## Data listing
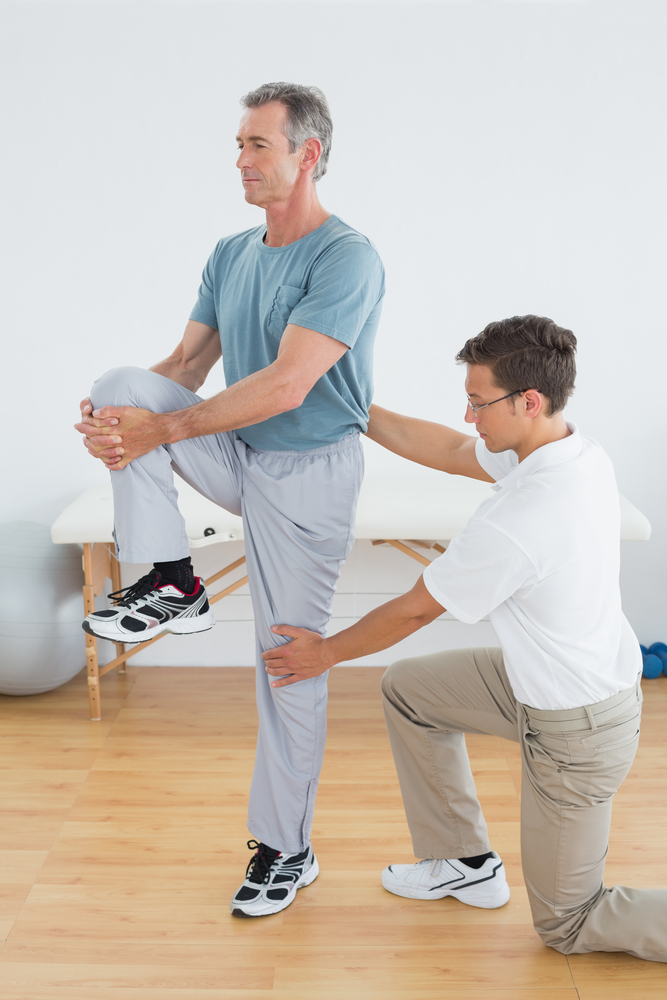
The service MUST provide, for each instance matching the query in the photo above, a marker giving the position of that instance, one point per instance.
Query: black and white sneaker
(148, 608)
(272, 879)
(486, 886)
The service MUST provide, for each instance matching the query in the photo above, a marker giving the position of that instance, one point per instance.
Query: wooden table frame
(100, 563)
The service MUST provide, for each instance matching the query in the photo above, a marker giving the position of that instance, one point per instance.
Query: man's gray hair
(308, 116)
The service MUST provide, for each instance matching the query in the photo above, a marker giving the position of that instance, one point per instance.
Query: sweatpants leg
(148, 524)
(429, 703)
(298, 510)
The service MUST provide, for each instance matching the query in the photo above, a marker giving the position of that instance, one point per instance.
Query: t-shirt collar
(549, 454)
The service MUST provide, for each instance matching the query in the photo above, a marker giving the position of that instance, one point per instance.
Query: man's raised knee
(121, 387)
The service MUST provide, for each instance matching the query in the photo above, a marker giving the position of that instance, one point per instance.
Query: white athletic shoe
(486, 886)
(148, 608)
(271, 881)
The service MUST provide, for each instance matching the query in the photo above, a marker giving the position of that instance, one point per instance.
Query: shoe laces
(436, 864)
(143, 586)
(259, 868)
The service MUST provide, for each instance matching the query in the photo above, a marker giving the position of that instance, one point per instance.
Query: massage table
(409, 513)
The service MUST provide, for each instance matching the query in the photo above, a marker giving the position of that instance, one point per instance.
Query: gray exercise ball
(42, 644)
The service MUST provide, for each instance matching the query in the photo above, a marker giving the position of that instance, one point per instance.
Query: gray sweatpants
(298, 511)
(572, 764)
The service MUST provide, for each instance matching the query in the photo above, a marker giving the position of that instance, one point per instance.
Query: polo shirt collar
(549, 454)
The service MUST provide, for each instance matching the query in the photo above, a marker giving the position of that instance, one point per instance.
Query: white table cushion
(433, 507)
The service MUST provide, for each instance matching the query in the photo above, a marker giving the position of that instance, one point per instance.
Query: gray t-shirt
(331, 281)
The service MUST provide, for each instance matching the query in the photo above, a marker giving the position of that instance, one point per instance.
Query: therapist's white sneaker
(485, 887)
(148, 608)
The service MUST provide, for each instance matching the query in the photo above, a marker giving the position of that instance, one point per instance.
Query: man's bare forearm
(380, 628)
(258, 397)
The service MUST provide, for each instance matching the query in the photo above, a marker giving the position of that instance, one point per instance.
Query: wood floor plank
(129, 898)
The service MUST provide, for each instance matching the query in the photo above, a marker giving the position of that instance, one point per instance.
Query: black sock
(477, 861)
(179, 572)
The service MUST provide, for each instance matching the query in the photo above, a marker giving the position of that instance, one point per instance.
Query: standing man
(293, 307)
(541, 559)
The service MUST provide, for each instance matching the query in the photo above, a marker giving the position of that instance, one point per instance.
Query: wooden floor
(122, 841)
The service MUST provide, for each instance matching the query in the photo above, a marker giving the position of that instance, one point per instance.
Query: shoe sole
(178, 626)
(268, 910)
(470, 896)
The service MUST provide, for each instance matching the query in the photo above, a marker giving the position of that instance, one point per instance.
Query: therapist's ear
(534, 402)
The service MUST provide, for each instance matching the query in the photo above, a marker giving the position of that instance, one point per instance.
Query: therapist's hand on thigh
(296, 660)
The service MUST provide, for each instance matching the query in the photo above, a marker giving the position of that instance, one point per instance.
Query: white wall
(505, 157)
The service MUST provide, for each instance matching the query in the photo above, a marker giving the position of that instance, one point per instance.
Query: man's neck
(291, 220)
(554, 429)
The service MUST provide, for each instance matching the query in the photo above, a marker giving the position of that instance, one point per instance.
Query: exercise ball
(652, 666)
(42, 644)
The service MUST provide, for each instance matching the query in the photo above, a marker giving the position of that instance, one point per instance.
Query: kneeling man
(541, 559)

## Given task
Retype each record exactly as it stands, but do not include the pictures.

## Task solution
The service MUST provide, for each instance matching the query in the photo above, a marker giving the position of that instance, one point per instance.
Query: black and white sneaker
(148, 608)
(272, 879)
(486, 886)
The service MUST provide, for each instance matching the query in the photo above, a marker giving the position of that instance, one point per instance.
Query: wooden table frame
(100, 563)
The service MUST provide, for each instance matching the query in the photo above, a marker giving the position of that instance, one point per instance.
Query: man's gray hair
(308, 116)
The service MUST provide, for each instance matching the query in the photo above, a marker giving the position of that instance, one point per instance.
Query: sweatpants leg
(148, 524)
(429, 703)
(298, 510)
The service MUST provide, for each instance matching the query in the photo above, a marker giving the position of that instance, one point per instance.
Query: t-shirt collar
(549, 454)
The service MUST provide, for each instance matching the query in the photo above, a marker giving the position of that instance, one point per instance.
Query: man's raised knee
(121, 387)
The service MUST provide, for each instance matching the query in the photo above, a marker giving the position of that instance, one point per instance.
Query: white athletic shoe
(486, 886)
(148, 608)
(271, 881)
The service MUST provide, for each instance matching the query in the photo above, a marker giving the position of that instance, one point per instance.
Query: shoe laces
(436, 864)
(143, 586)
(259, 868)
The service MUST provide, for each instance matching the query in the photo above, a marker giving the position of that instance, one point per instance.
Query: massage table
(409, 513)
The service MUST provide, for each instance matching the query in the photo above, a marker giving the position of that instance, one point per instance.
Query: gray exercise ball
(42, 644)
The service MUST provide, for each instance matching the query in the photo above, a marker giving the position of that instance, one point per instance.
Query: gray sweatpants
(298, 511)
(572, 764)
The service MUST provide, for each instance matching the query in the photo above, a marker giving the position of that instance, one point per instance.
Query: polo shirt collar
(549, 454)
The service MUST provide, for each instance matching the query in the photo above, a marker giving the position of that instance, one point per instance.
Query: white table cushion
(433, 507)
The service MUST provide, for each instance matching the query in the photo above, a marker giving the position of that instance, one point per instance.
Query: gray t-shirt
(331, 281)
The service MUST provide, for each instance matching the query in the photo above, a marker giving the position of that instance, one point per instance.
Query: therapist's white sneaker
(485, 887)
(148, 608)
The service MUST provide, for each instance matching the query in the photo above, a marker giving the position of that instance, one point per instance.
Query: man's bare forearm
(380, 628)
(258, 397)
The service MUST provide, for each instance matching the query in the photo above, a marker giving the position of that instance, one point per instance.
Query: wood floor plank
(129, 898)
The service MUST provide, for each instance matching the query in the photo above, a marker giving the position of that instance, one point per instance.
Query: black sock
(477, 861)
(179, 572)
The service MUST provide, for each instance matching the query in the photo above, a marker giving the position of that instance, one point per instance.
Query: standing man
(293, 307)
(541, 559)
The service MUST provide, for each instance matching the query in the photo above, a marker giving the position of that instance, one point per instance.
Query: wooden floor
(122, 841)
The service MUST provide, for each instance matching the query in the photo above, a marker giving the position of that instance, one point per instance.
Query: shoe sole
(178, 626)
(268, 910)
(470, 896)
The service MUST provide, for each instance matching the query in the photo above, a marker giving the position of that instance, one point per instance.
Query: therapist's ear
(534, 402)
The service MUST provide, for each instance matching the query in the photo above, a marker giving the position of that instance, one point per instance.
Query: therapist's hand on thigh
(296, 660)
The service MUST provide, for each instance matching the query in the photo above, a marker giving the position of that instance, one point per instance.
Query: white wall
(505, 157)
The service MUST provide, for each instance matching the query in the photo above, a marker giving the position of that instance, one point per instance.
Query: man's neck
(291, 220)
(554, 429)
The service MUST provide, for each instance matching the query in the photo above, a marker giving the position of that instance, one point per instance.
Query: exercise ball
(652, 666)
(42, 644)
The service MUST provide, for each instance matching the query in the photo above, a marker giving the position of that instance, one point per instance.
Query: kneeling man
(541, 559)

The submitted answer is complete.